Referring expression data

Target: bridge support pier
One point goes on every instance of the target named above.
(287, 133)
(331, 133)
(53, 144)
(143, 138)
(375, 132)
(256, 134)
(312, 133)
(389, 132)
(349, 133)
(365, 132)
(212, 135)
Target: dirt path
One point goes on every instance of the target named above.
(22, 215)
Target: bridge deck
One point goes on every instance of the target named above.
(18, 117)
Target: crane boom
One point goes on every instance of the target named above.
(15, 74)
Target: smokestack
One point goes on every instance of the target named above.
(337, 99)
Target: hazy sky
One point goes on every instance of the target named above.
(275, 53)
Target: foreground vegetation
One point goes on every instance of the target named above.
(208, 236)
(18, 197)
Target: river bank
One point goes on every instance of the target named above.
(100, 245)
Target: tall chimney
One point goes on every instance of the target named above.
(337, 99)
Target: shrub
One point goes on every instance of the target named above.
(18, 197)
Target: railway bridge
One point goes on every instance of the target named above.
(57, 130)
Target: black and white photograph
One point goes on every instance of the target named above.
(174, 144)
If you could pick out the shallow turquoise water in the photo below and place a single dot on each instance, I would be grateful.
--
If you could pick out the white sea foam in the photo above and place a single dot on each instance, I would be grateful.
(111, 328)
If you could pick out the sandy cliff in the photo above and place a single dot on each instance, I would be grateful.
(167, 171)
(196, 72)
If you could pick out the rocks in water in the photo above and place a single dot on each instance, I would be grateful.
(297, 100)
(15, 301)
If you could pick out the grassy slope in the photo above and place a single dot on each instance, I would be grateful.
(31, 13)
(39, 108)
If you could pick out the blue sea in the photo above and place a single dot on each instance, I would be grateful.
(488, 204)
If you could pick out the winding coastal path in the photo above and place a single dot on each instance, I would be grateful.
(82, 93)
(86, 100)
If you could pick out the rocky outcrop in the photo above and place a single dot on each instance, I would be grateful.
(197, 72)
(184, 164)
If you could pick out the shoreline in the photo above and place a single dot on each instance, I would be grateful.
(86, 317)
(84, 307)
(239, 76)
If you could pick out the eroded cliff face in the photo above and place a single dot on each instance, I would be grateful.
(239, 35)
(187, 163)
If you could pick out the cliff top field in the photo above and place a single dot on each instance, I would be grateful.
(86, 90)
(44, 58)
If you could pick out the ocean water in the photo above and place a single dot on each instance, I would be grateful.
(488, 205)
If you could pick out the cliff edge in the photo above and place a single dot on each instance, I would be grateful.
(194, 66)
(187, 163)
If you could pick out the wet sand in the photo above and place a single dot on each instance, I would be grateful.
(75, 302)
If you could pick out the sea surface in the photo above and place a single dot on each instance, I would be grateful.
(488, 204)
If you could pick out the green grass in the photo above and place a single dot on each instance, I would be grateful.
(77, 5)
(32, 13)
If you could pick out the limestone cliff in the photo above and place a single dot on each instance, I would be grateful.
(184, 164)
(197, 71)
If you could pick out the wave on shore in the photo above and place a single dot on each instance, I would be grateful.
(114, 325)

• [WORK INSTRUCTION]:
Each line of the entries above that contains "bridge" is to be copied.

• [EXERCISE OUTPUT]:
Target: bridge support pier
Target: bridge deck
Target: railway bridge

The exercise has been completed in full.